Find every line below that contains the word "dirt" and copy each of those lines. Matching is case-sensitive.

> GIVEN RECORDS

━━━━━━

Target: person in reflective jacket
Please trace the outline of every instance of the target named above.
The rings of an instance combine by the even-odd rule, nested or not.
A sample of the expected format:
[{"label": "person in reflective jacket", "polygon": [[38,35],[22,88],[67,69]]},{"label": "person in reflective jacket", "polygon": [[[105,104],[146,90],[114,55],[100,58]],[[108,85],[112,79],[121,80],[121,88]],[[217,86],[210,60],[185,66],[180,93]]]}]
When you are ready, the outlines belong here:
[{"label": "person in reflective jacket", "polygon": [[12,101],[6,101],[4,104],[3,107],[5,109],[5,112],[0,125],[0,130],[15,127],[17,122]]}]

━━━━━━

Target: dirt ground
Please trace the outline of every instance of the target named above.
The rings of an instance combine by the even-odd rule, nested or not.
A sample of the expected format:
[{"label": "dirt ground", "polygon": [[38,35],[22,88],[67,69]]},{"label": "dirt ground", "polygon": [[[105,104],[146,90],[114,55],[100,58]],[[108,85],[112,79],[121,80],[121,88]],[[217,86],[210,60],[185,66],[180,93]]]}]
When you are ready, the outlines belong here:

━━━━━━

> EXPECTED ANSWER
Target: dirt ground
[{"label": "dirt ground", "polygon": [[38,35],[22,88],[67,69]]},{"label": "dirt ground", "polygon": [[[105,104],[146,90],[114,55],[100,58]],[[108,85],[112,79],[121,80],[121,88]],[[217,86],[210,60],[185,66],[180,93]]]}]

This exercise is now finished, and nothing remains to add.